Document excerpt START

In the run-up to this month’s auctions, all eyes will certainly be on Hong Kong. In a significant shift, Sotheby’s contemporary art auction there this week is worth up to HK$751m (around £71m)—easily beating out its London session, estimated at £35m-£54m.

Indeed, the composition of the two sales is very different. The London session largely reflects the more traditional end of the contemporary market, despite it being held during Frieze week. Works by Gerhardt Richter (three large abstracts from the Helga and Walther Lauffs collection); Melotti; Baselitz; Auerbach and Gursky figure in the sale, along with a few more cutting-edge names such as Salman Toor, Oli Epp and Trey Abdella. And then, to shake up the mix, there is THE Banksy, the one shredded back in 2018 and now reappearing on the market with an, er, enhanced pre-sale estimate of £4m-£6m (it made £1.1m back then, after half passing through the shredder...)

Contrast Sotheby’s 9 October Hong Kong auctions, which reflect just how important the market for international art has become in Asia. Alongside such Asian stalwarts as Zhang Xiaogang, Liu Wei and Zeng Fanzhi, Sotheby’s is fielding works by hot young artists such as Joel Mesler, Jadé Fadojutimi, Eddie Martinez, Nicolas Party and Amoako Boafo as well as other more established “brands” such as Adrian Ghenie, Roy Lichtenstein and Joan Mitchell.

The headline act is Jean-Michel Basquait’s Untitled (Red Warrior, 1982), showing a violently gesticulating figure in red (a colour which is always very auspicious in China). It is estimated at HK$150m-$200m (around £14m-£18m), and is one of 17 “premium lots”—which means bidders have to register first in order to bid on it—another indication of how much richer these Asian sessions are becoming.

In March this year, Christie’s sold another warrior painting, also dating from 1982, for $41.8m, setting a new record for a work of Western art in Asia. But this month Christie’s is not holding a contemporary art sale in Hong Kong, instead live-streaming its London auction from Hong Kong and New York on 15 October. The 41-lot sale is estimated at £46.3m-£66.2m, including lot 14, NFTs for Yuga Labs’ three Bored Apes, freshly minted this year and carrying estimates of £800,000-£1.2m...

Finally, in Sotheby’s Hong Kong Impressionist art sale, also on 9 October, a Van Gogh still life of gladioli is being offered, carrying a target of HK$70m-HK$100m (£6.3m-£9m). Of course, Van Gogh is hardly new to Asian eyes, since the Japanese appetite for the artiste maudit reached its apogee in 1990. But he is the ultimate brand name in Asia, and this is the first time one of his paintings has appeared at auction in Hong Kong.

All of this bears out the figures from Artnet’s latest Intelligence report. They found that just 158 works of Western artists were sold in the territory between 1991 and 2004; in the first half of 2021, it had jumped to 967. No doubt those figures will balloon even more, and no wonder Sotheby’s has dispatched top specialists Alex Branczik and Max Moore to its Hong Kong headquarters!

UPDATE 11 October: Sotheby’s Hong Kong contemporary art sale on 9 October made HK$586,862,001 (£55.3m) with four of the 35 lots bought in, falling short of its pre-sale low target. Prices remained in line with expectations for the major lots; the Basquiat Untitled (Red Warrior) 1982, hammered at a disappointing HK$140m, so with fees making HK$162.9m(£15.4m). In the Impressionist sale the Van Gogh—the first to be sold at auction in Asia—fetched HK71m (£6.9m), under its estimate of HK$ 70m-HK$100m.

Document excerpt END

_Activity_
Extract the auction report's wording verbatim, starting with "Indeed, the composition" and going on through "through the shredder...)". The records are separate material with no connection to the auction report.

Information START

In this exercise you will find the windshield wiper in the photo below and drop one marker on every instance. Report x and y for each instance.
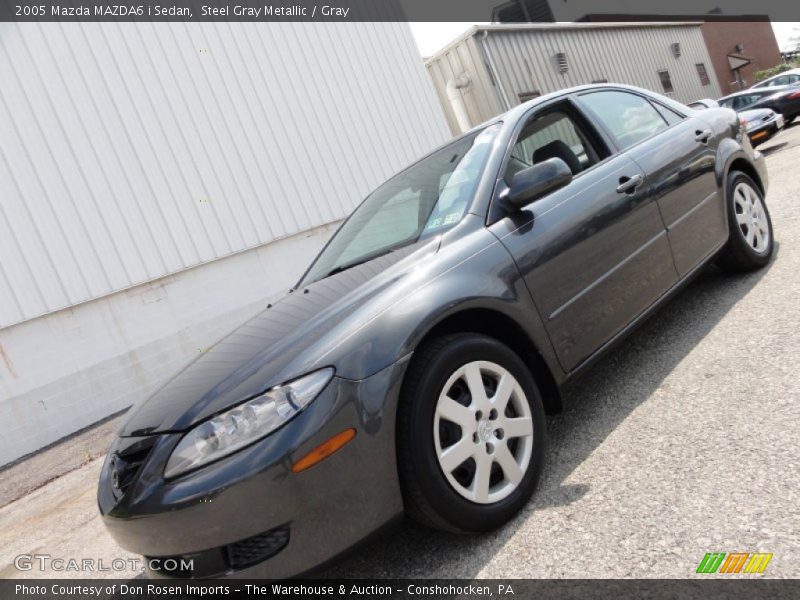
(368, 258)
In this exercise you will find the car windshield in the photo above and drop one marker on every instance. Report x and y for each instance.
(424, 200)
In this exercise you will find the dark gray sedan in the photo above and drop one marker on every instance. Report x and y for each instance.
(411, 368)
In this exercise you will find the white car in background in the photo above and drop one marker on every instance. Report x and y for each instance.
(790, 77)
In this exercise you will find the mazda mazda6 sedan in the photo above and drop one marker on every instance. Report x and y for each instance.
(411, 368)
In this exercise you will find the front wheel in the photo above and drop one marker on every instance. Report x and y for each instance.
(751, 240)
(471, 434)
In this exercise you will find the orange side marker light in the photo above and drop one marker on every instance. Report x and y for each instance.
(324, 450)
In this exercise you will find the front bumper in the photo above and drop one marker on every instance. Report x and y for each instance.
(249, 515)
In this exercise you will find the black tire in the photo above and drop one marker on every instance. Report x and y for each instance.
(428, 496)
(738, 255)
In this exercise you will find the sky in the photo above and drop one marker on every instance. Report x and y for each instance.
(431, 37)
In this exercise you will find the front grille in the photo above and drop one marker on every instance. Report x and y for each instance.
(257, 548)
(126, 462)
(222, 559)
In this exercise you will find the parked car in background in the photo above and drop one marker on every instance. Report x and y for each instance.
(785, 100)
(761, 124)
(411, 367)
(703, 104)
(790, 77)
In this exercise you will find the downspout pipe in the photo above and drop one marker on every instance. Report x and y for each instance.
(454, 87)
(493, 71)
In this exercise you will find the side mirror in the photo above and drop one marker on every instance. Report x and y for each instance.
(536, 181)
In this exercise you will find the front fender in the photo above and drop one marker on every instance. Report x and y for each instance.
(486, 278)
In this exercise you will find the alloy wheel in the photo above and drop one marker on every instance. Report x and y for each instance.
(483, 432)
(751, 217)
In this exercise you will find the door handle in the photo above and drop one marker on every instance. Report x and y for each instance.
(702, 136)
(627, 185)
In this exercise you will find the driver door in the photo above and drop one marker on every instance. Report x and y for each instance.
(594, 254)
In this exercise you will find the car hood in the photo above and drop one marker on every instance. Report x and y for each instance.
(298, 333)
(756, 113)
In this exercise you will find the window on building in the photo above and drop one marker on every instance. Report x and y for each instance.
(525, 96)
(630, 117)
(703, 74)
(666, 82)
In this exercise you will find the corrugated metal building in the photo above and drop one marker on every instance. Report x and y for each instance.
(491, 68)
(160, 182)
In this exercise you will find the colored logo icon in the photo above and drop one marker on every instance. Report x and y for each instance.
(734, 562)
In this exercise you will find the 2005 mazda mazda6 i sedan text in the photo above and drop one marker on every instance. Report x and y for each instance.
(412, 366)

Information END
Information START

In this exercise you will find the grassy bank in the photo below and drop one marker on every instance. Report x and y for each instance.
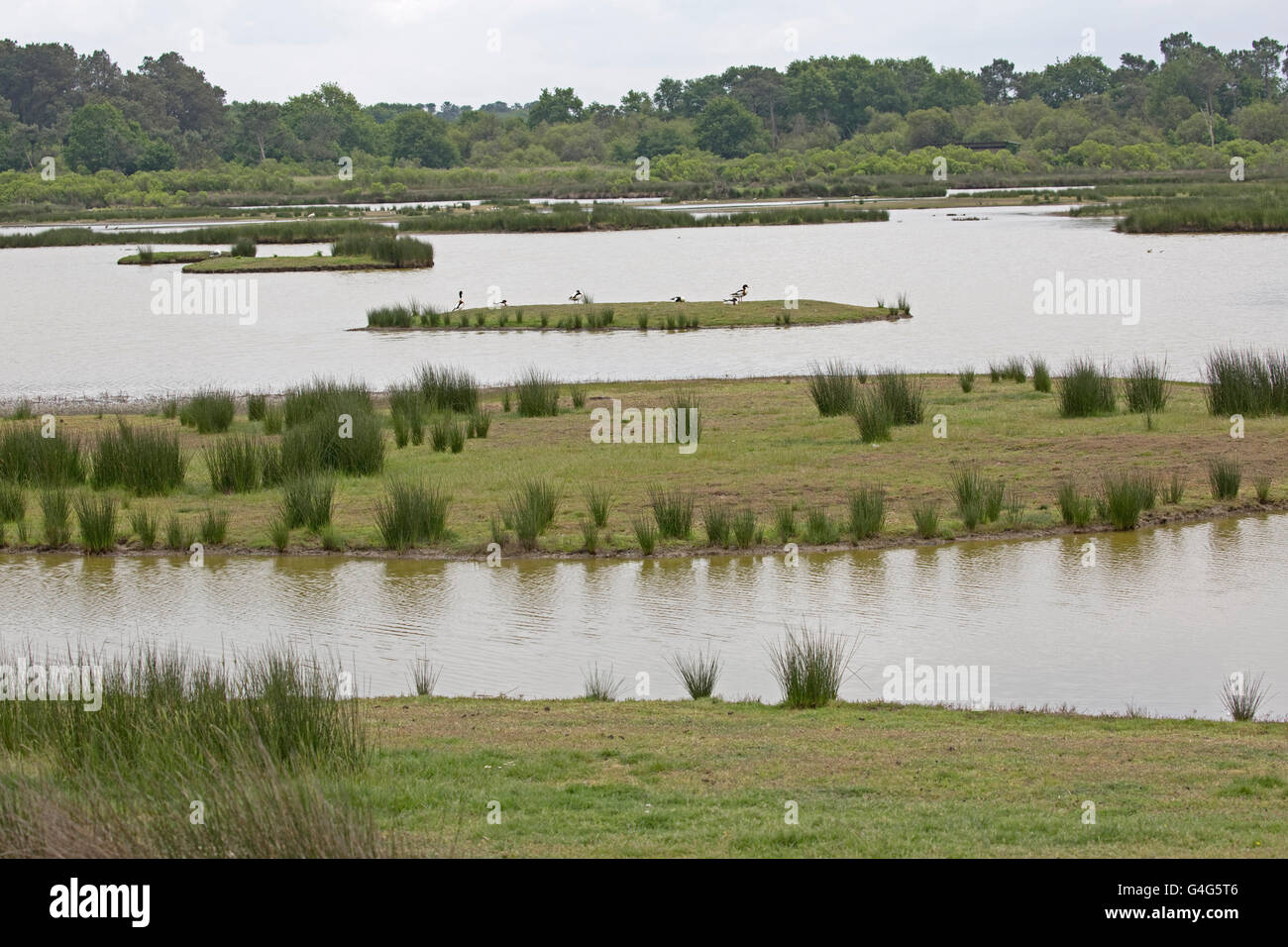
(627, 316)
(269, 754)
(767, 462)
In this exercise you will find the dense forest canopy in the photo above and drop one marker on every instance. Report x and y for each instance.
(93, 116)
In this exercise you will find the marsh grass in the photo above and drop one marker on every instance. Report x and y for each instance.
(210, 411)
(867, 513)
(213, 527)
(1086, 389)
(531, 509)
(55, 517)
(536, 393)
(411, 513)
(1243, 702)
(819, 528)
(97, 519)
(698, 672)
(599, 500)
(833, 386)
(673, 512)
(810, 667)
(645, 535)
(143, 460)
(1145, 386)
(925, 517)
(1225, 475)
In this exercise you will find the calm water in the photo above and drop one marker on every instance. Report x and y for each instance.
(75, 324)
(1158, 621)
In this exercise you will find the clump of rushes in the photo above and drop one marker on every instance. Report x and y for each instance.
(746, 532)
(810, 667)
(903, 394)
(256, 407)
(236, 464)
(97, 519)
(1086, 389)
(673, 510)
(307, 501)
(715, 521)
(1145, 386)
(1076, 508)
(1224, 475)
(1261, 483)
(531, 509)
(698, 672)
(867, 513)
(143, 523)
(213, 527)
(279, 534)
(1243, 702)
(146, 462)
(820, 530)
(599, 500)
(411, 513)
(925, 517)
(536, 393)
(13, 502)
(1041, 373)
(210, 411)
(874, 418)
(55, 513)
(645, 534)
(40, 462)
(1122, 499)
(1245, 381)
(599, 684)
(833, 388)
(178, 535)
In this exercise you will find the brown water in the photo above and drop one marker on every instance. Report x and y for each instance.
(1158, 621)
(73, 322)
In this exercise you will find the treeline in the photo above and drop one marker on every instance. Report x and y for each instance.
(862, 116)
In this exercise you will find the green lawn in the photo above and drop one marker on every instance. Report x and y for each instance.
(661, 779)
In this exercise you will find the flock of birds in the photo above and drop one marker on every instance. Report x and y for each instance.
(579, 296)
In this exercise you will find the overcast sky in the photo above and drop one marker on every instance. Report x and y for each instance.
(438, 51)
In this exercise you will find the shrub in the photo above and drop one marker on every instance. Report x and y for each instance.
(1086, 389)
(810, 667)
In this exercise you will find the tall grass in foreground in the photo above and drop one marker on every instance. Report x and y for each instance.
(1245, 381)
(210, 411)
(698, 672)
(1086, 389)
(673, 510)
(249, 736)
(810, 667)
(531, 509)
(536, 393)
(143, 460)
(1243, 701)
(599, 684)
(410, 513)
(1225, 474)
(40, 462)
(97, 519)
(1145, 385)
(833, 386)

Information END

_Your response_
Indeed, the composition of the two sales is very different. The London session largely reflects the more traditional end of the contemporary market, despite it being held during Frieze week. Works by Gerhardt Richter (three large abstracts from the Helga and Walther Lauffs collection); Melotti; Baselitz; Auerbach and Gursky figure in the sale, along with a few more cutting-edge names such as Salman Toor, Oli Epp and Trey Abdella. And then, to shake up the mix, there is THE Banksy, the one shredded back in 2018 and now reappearing on the market with an, er, enhanced pre-sale estimate of £4m-£6m (it made £1.1m back then, after half passing through the shredder...)